- **Task directions**
Only the lines from the one containing "Practice step: find the winter" through the last line below should be written out, exactly and with both ends kept.

--- Start Given records ---

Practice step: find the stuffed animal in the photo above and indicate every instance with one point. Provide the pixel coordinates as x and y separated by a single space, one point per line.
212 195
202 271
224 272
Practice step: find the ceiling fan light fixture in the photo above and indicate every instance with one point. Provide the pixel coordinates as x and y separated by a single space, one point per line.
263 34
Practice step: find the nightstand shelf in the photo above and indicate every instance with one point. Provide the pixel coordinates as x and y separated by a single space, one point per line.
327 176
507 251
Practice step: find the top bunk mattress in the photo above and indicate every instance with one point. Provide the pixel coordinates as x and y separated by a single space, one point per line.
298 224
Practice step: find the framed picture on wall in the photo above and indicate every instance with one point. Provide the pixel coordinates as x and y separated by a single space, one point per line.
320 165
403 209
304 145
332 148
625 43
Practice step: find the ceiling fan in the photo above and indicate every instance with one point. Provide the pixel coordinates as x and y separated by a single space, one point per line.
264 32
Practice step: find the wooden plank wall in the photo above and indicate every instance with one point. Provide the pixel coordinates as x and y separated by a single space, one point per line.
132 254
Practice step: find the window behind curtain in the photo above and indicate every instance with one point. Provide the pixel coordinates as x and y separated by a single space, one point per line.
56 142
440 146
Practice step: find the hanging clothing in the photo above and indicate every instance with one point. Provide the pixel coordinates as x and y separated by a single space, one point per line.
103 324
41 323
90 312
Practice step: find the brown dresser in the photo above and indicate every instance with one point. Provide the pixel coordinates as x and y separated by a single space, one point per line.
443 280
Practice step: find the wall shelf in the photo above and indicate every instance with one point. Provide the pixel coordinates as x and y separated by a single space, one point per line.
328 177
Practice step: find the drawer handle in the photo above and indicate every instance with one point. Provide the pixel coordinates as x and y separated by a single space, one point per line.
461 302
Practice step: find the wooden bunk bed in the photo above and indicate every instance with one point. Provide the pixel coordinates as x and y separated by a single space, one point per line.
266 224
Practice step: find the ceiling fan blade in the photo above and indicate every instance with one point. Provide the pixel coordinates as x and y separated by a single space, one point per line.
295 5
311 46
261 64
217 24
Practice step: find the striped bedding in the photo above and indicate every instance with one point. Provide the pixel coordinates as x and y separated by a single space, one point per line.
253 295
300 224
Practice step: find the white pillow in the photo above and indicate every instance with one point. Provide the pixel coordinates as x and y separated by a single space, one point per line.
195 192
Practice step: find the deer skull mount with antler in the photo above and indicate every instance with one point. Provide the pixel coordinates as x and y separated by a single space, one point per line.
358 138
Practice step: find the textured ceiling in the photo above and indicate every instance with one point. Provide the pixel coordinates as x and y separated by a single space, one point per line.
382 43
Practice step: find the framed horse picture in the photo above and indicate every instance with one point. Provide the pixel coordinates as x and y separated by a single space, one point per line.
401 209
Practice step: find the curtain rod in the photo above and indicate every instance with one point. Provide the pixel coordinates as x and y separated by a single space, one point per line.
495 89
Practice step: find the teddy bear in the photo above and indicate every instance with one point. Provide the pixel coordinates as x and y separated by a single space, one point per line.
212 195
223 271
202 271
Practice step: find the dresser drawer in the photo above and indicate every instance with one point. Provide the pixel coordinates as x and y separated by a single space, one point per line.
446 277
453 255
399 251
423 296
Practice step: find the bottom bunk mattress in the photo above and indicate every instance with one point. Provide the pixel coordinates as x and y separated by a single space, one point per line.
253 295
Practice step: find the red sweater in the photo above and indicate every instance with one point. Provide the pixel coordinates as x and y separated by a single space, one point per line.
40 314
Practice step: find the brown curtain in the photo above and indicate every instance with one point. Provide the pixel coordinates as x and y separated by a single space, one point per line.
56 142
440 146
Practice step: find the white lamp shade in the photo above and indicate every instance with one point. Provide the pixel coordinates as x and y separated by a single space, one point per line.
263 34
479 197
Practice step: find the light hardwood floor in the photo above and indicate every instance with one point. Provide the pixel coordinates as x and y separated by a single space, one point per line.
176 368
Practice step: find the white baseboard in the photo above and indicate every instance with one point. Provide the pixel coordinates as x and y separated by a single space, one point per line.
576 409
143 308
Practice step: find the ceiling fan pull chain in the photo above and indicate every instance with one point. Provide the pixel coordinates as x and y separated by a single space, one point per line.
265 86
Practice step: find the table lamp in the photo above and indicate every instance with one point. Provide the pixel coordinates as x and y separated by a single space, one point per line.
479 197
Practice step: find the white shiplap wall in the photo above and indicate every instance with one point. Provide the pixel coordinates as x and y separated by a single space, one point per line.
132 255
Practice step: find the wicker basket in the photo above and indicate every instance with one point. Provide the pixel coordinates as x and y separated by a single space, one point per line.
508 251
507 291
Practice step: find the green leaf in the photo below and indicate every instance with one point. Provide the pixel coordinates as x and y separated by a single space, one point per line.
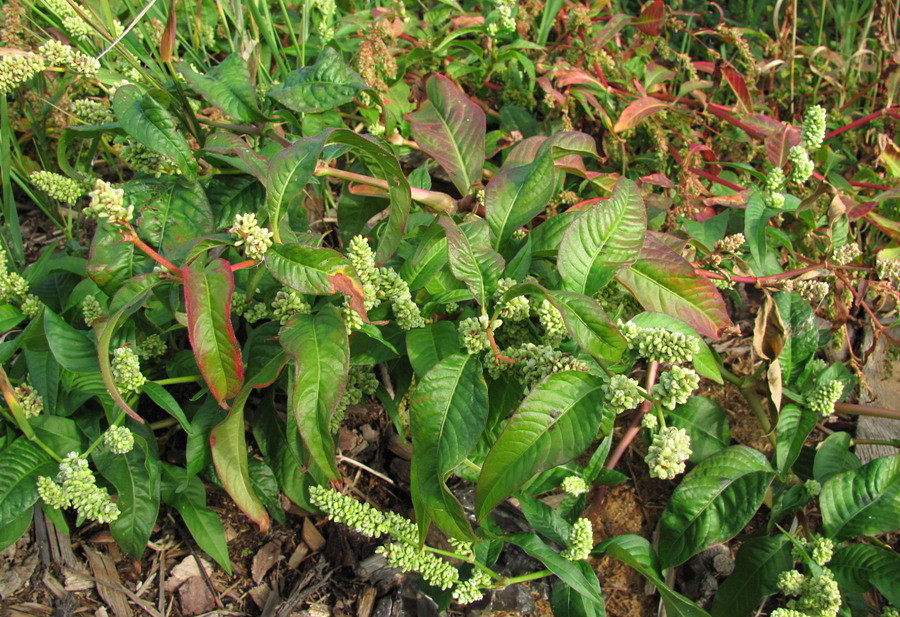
447 414
15 529
327 84
187 495
136 478
207 299
833 456
173 213
72 348
291 169
757 566
429 345
167 402
706 425
450 128
636 552
228 445
112 262
553 425
148 122
794 425
603 239
704 362
317 346
20 465
315 270
663 281
471 258
862 501
227 86
713 503
587 323
577 575
858 567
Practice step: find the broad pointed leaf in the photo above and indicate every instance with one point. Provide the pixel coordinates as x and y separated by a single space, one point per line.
207 299
446 417
148 122
553 425
317 345
228 446
325 85
665 282
713 503
227 86
863 501
603 239
450 128
471 258
136 478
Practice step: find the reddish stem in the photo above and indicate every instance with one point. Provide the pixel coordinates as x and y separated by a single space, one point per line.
129 235
627 437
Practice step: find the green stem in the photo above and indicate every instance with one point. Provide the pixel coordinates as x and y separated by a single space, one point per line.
173 380
526 577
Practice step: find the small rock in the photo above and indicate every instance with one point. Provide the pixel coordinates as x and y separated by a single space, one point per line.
195 597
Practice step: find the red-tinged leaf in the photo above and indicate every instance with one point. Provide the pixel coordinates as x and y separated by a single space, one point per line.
739 87
207 299
450 128
316 270
652 18
229 453
658 180
637 112
779 144
665 282
317 345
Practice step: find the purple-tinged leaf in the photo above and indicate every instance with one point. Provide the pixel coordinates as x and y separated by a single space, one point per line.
665 282
207 299
450 128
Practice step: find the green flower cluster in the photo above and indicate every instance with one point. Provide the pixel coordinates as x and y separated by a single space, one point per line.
676 386
108 202
659 344
888 270
516 309
119 439
580 542
670 448
473 331
91 309
247 232
381 284
361 381
473 588
575 486
126 369
814 596
141 158
288 303
92 111
76 487
846 253
16 69
552 322
822 399
812 291
58 187
622 393
153 346
535 362
29 400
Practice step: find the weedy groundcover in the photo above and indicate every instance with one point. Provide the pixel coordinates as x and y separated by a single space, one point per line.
259 236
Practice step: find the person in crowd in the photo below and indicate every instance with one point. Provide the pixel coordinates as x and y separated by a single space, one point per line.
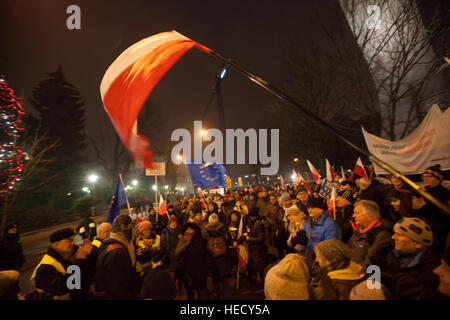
371 241
443 272
9 285
432 179
87 228
398 203
103 232
288 280
11 253
118 272
217 260
191 250
435 218
317 228
158 284
50 276
147 245
408 270
255 237
296 220
337 274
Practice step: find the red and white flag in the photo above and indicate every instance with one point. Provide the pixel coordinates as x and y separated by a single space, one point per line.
131 78
359 169
330 173
314 171
162 206
343 176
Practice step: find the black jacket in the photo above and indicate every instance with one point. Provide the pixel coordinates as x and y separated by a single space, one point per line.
54 283
115 275
11 254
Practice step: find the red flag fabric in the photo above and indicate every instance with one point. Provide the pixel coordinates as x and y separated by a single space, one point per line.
314 171
131 78
359 169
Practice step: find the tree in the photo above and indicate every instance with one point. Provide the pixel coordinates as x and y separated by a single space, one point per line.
62 115
398 52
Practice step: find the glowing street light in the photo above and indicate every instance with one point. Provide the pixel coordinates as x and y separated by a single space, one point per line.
93 178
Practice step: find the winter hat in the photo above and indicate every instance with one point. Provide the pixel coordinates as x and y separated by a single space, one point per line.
415 229
144 225
213 219
288 280
61 234
285 196
435 171
335 251
172 219
293 210
362 292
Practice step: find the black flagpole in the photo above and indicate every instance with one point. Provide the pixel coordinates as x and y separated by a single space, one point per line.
281 95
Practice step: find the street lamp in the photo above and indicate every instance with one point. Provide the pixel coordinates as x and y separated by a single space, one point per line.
93 178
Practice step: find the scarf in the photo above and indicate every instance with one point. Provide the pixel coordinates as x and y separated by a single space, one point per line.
124 241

--- End Given records ---

- **Problem solution**
Practice step: find the winter hat in the photo above and indicate every instance with one point. Provide the pixel coordinates as x and y separated by a single space, one point per line.
415 229
144 225
213 219
288 280
61 234
285 196
435 171
335 251
172 219
293 210
362 292
Practice step: find the black flagpole in the photo above and indicate every instance with one point. Provide the pixel coordinates as x and y separated by a single space, one point per line.
281 95
Practice step: find the street lamp in the photo above and indicate every instance with one point. Provide the pixel coordinates as x and y separated by a single space, one point per line.
93 178
Practice step: find the scarf in the photo above and indicate every instance with one point. Provide the pixel coordinates as x and y separated by a single space, one point per line.
124 241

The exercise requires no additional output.